ИСТОЧНИК

━━━━━━━━━━━━━━━━

Личность в поэзии

МИХАИЛ АБЛАЕВ. «ЛИЧНОСТЬ В ПОЭЗИИ».


Глава 1.

Личность – это лицо, сквозь которое индивидуальность смотрит в мир и мир – в индивидуальность.
Часто лицо становится маской, часто -  маску не оторвать.
Я уже писал, что эпохе романтизма была свойственна творческо-мировоззренческая формула «Мир и я», неоромантизму – «Я и мир», постромантизму – «Я и миры». Поскольку личность – это «я» , человека и творца , то в этих формулах можно увидеть динамику самоутверждения личность в мире, отражающуюся в поэтическом творчестве.
Поэтическое лицо – это тоже личность, но этим не сказано многое: например, качество участия личности в поэзии. За словом «участие» стоит многое,  ведь поэзия – это образно воспринимаемая реальность в сочетании с доминантой символизованных образов. Участие поэта в поэзии  очень сложно и многогранно, он и художник, и оратор, и мыслитель. На чём нам сосредоточить внимание в нашей книге? Наверное, на всём указанном?
Но у меня иная задумка: я хочу показать воплощение в поэзии того тонкого отношения, которое и составляет специфику личности как таковой, той связи существования и сущности, экзистенции с эссенцией в поэтическом лице поэта.
Личность личности, личность в личности? Пожалуй!
Поскольку поэтическое произведение  вполне продуцирует «я» поэта, то во-вторых можно поставить проблему рассмотрения как воплощение экзистенции поэта в сущности произведения и  воплощение сущности поэзии (смотри выше) в экзистенции (личности) поэта. Это –три!
И это – всё вместе!

Глава 2.

Поэт – полновластный хозяин в своём произведении, и никакая реальность она же действительность  не минует его творческого механизма воображения и символизации. Он – как скульптор-импровизатор, он – как прыгун в высоту через планку реальности. Победить реальность – главная задача поэта! Смешно? Ужасающе? Пожалуйста!

━━━━━━━━━━━━━━━━

ЗАДАНИЯ
[A] Ответьте на вопросы по тексту о личности в поэзии:
(i) Какая формула, по словам автора, была свойственна неоромантизму?
(ii) Кем, согласно тексту, одновременно является поэт, участвуя в поэзии?
(iii) Что названо главной задачей поэта?
[B] Процитируйте текст о личности в поэзии от слов «Поэтическое лицо –» до слов «на всём указанном?».

(Изображения с названными областями)

━━━━━━━━━━━━━━━━

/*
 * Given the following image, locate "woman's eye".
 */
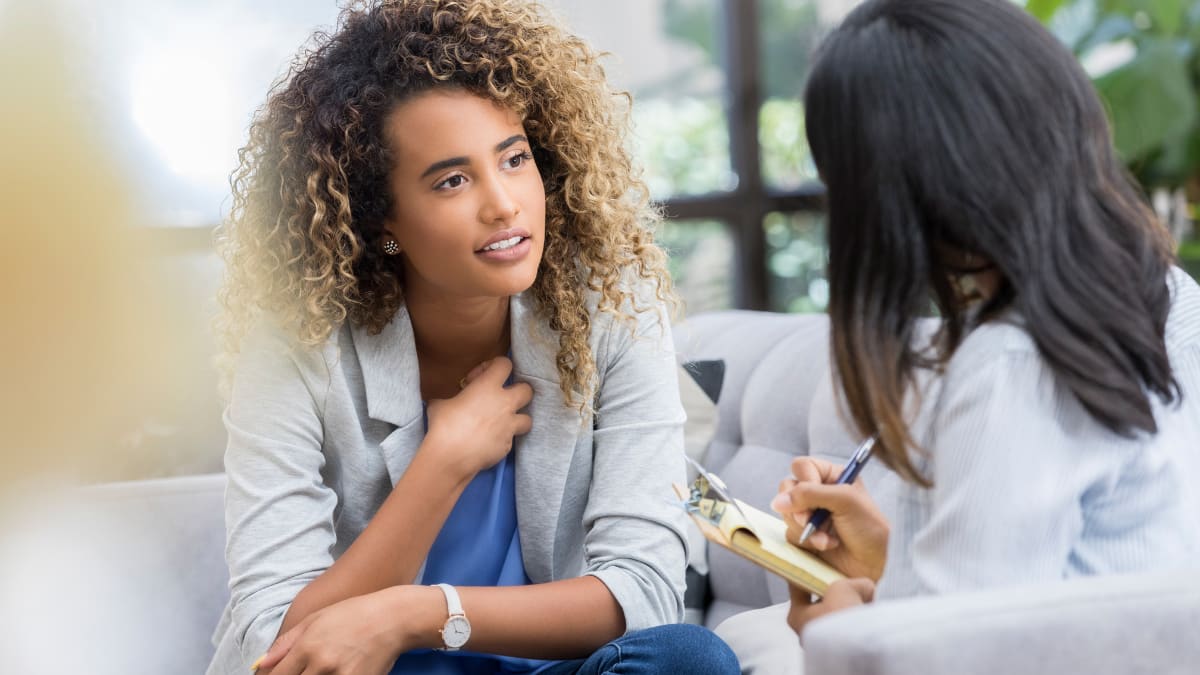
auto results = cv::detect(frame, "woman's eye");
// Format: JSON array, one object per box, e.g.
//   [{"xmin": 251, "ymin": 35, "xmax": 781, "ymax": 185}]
[
  {"xmin": 437, "ymin": 174, "xmax": 466, "ymax": 189},
  {"xmin": 508, "ymin": 153, "xmax": 533, "ymax": 168}
]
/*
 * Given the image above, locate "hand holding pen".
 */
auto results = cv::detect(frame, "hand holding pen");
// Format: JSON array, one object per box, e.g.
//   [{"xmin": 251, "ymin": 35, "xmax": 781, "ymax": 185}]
[
  {"xmin": 797, "ymin": 436, "xmax": 875, "ymax": 544},
  {"xmin": 770, "ymin": 440, "xmax": 889, "ymax": 580}
]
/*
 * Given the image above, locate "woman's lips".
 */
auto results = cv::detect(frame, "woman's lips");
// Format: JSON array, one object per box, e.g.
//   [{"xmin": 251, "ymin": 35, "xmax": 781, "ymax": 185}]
[{"xmin": 475, "ymin": 235, "xmax": 533, "ymax": 263}]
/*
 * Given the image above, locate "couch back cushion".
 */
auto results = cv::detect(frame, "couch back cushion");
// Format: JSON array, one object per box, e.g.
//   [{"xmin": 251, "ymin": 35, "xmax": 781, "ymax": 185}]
[{"xmin": 676, "ymin": 311, "xmax": 849, "ymax": 626}]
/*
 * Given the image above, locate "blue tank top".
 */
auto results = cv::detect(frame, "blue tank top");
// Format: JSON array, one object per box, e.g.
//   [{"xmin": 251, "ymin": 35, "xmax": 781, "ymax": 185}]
[{"xmin": 391, "ymin": 401, "xmax": 556, "ymax": 675}]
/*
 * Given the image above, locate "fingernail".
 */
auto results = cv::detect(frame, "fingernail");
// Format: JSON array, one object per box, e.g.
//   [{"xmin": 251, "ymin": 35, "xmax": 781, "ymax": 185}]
[{"xmin": 770, "ymin": 492, "xmax": 792, "ymax": 510}]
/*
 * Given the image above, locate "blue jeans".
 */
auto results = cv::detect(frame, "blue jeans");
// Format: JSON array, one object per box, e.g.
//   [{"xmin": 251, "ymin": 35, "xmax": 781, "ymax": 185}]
[{"xmin": 538, "ymin": 623, "xmax": 742, "ymax": 675}]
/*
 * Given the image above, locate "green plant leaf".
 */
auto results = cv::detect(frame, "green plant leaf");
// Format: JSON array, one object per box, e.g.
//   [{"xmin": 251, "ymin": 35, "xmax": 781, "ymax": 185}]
[
  {"xmin": 1025, "ymin": 0, "xmax": 1066, "ymax": 23},
  {"xmin": 1096, "ymin": 38, "xmax": 1196, "ymax": 162},
  {"xmin": 1075, "ymin": 14, "xmax": 1138, "ymax": 55},
  {"xmin": 1146, "ymin": 0, "xmax": 1184, "ymax": 36}
]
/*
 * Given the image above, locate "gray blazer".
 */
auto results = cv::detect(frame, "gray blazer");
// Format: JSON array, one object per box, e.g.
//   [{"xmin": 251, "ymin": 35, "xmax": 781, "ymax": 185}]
[{"xmin": 209, "ymin": 294, "xmax": 688, "ymax": 674}]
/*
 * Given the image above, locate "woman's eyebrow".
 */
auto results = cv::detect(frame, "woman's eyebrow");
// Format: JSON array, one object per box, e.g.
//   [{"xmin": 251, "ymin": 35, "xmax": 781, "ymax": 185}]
[
  {"xmin": 421, "ymin": 133, "xmax": 529, "ymax": 178},
  {"xmin": 421, "ymin": 157, "xmax": 470, "ymax": 178}
]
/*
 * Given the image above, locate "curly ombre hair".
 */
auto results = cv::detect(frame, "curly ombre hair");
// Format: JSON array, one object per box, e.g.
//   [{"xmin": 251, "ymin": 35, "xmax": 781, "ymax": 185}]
[{"xmin": 217, "ymin": 0, "xmax": 674, "ymax": 398}]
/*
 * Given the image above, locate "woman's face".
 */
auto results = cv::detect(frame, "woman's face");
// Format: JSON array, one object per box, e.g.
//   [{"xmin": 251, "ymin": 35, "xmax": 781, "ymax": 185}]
[{"xmin": 385, "ymin": 90, "xmax": 546, "ymax": 298}]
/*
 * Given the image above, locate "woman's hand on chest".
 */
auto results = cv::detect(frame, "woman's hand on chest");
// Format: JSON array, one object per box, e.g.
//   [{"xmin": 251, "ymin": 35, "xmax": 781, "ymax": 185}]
[{"xmin": 420, "ymin": 357, "xmax": 533, "ymax": 479}]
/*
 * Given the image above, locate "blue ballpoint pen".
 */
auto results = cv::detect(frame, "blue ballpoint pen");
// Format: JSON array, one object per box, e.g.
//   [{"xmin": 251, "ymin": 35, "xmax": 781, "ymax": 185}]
[{"xmin": 800, "ymin": 436, "xmax": 876, "ymax": 544}]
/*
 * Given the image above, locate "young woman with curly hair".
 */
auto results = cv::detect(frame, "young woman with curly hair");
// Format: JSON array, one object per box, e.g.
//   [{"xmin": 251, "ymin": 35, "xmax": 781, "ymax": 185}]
[{"xmin": 209, "ymin": 0, "xmax": 738, "ymax": 675}]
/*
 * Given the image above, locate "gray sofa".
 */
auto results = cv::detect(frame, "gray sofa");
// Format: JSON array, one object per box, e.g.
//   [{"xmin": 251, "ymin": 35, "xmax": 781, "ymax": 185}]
[{"xmin": 18, "ymin": 311, "xmax": 1200, "ymax": 675}]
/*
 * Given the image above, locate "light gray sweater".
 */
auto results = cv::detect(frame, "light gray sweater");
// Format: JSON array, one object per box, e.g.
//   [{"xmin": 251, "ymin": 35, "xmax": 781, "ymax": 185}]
[
  {"xmin": 209, "ymin": 285, "xmax": 686, "ymax": 675},
  {"xmin": 872, "ymin": 268, "xmax": 1200, "ymax": 598}
]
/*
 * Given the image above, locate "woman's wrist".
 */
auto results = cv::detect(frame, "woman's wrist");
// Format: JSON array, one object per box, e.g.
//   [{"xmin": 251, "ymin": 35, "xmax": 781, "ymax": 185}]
[
  {"xmin": 385, "ymin": 585, "xmax": 449, "ymax": 653},
  {"xmin": 409, "ymin": 434, "xmax": 479, "ymax": 487}
]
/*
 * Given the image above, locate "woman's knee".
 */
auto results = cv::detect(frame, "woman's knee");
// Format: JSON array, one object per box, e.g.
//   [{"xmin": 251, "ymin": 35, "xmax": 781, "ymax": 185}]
[{"xmin": 622, "ymin": 623, "xmax": 742, "ymax": 675}]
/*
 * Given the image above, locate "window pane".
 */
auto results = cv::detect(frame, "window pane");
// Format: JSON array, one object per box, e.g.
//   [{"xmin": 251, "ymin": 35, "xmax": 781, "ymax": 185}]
[
  {"xmin": 547, "ymin": 0, "xmax": 737, "ymax": 199},
  {"xmin": 656, "ymin": 220, "xmax": 733, "ymax": 316},
  {"xmin": 763, "ymin": 213, "xmax": 829, "ymax": 312},
  {"xmin": 758, "ymin": 0, "xmax": 858, "ymax": 190}
]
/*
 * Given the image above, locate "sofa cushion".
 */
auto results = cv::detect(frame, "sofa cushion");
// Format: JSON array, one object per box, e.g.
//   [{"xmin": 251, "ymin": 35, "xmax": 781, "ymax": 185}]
[{"xmin": 0, "ymin": 474, "xmax": 229, "ymax": 675}]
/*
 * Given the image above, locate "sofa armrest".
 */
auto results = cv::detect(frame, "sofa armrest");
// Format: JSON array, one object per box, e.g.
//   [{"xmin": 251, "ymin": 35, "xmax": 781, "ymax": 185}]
[{"xmin": 804, "ymin": 571, "xmax": 1200, "ymax": 675}]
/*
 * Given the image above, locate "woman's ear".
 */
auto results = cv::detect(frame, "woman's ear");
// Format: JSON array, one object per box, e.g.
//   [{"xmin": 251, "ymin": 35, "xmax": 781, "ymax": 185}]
[{"xmin": 379, "ymin": 225, "xmax": 401, "ymax": 256}]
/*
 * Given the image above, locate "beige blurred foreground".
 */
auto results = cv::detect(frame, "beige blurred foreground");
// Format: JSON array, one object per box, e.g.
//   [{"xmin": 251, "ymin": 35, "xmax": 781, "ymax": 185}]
[
  {"xmin": 0, "ymin": 0, "xmax": 206, "ymax": 675},
  {"xmin": 0, "ymin": 1, "xmax": 196, "ymax": 482}
]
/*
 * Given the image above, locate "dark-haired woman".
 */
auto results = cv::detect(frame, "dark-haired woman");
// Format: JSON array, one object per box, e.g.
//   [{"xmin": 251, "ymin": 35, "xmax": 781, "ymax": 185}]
[
  {"xmin": 775, "ymin": 0, "xmax": 1200, "ymax": 631},
  {"xmin": 209, "ymin": 0, "xmax": 738, "ymax": 675}
]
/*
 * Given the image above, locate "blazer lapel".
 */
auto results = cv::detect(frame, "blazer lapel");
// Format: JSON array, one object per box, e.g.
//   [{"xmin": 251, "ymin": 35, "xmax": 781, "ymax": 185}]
[
  {"xmin": 509, "ymin": 293, "xmax": 582, "ymax": 581},
  {"xmin": 350, "ymin": 306, "xmax": 425, "ymax": 486}
]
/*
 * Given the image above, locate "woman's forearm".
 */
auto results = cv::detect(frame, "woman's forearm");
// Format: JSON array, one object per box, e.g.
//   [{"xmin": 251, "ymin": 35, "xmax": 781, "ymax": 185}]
[
  {"xmin": 280, "ymin": 443, "xmax": 470, "ymax": 634},
  {"xmin": 396, "ymin": 577, "xmax": 625, "ymax": 658}
]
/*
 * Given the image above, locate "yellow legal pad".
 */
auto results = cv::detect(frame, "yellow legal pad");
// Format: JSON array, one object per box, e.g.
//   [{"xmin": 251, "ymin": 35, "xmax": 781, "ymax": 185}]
[{"xmin": 673, "ymin": 465, "xmax": 845, "ymax": 596}]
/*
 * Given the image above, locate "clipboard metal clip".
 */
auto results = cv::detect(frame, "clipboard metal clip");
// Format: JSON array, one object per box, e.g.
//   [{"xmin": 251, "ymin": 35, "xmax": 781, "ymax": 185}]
[{"xmin": 683, "ymin": 455, "xmax": 750, "ymax": 526}]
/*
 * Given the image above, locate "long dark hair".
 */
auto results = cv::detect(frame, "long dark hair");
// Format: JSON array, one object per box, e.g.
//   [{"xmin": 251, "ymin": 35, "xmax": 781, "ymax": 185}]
[{"xmin": 805, "ymin": 0, "xmax": 1178, "ymax": 484}]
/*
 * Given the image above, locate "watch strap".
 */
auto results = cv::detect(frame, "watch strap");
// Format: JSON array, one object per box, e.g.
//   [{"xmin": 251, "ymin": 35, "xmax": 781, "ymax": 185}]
[{"xmin": 434, "ymin": 584, "xmax": 466, "ymax": 616}]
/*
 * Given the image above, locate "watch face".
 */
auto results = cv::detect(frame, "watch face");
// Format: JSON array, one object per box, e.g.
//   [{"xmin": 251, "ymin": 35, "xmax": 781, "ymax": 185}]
[{"xmin": 442, "ymin": 615, "xmax": 470, "ymax": 650}]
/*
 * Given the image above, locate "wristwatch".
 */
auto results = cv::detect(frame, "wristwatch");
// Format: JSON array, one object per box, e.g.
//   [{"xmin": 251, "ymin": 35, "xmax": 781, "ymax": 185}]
[{"xmin": 437, "ymin": 584, "xmax": 470, "ymax": 651}]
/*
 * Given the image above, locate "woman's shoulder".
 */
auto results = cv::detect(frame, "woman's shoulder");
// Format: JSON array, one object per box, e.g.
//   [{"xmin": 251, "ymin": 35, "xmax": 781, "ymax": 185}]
[{"xmin": 1166, "ymin": 267, "xmax": 1200, "ymax": 352}]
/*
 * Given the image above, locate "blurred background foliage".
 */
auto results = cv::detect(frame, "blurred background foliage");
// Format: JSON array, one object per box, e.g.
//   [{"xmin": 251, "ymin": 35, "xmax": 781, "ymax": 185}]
[{"xmin": 1026, "ymin": 0, "xmax": 1200, "ymax": 276}]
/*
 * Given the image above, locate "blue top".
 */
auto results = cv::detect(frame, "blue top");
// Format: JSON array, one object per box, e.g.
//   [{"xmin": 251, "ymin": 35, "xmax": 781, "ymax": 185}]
[{"xmin": 392, "ymin": 401, "xmax": 554, "ymax": 675}]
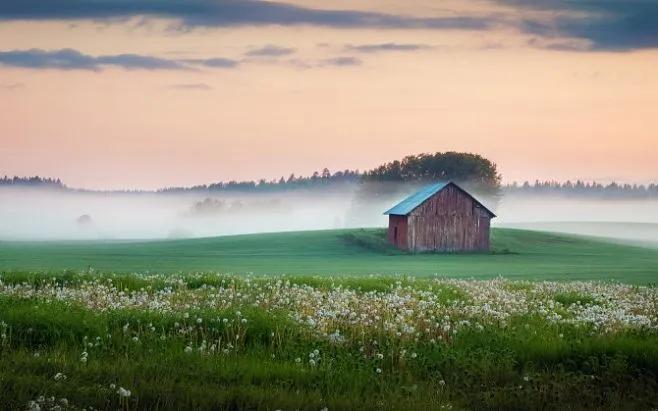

━━━━━━━━━━━━━━━━

ОТВЕТЫ ПО ПОРЯДКУ
[A]
(i) «Я и мир».
(ii) Художником, оратором и мыслителем.
(iii) Победить реальность.

[B]
Поэтическое лицо – это тоже личность, но этим не сказано многое: например, качество участия личности в поэзии. За словом «участие» стоит многое,  ведь поэзия – это образно воспринимаемая реальность в сочетании с доминантой символизованных образов. Участие поэта в поэзии  очень сложно и многогранно, он и художник, и оратор, и мыслитель. На чём нам сосредоточить внимание в нашей книге? Наверное, на всём указанном?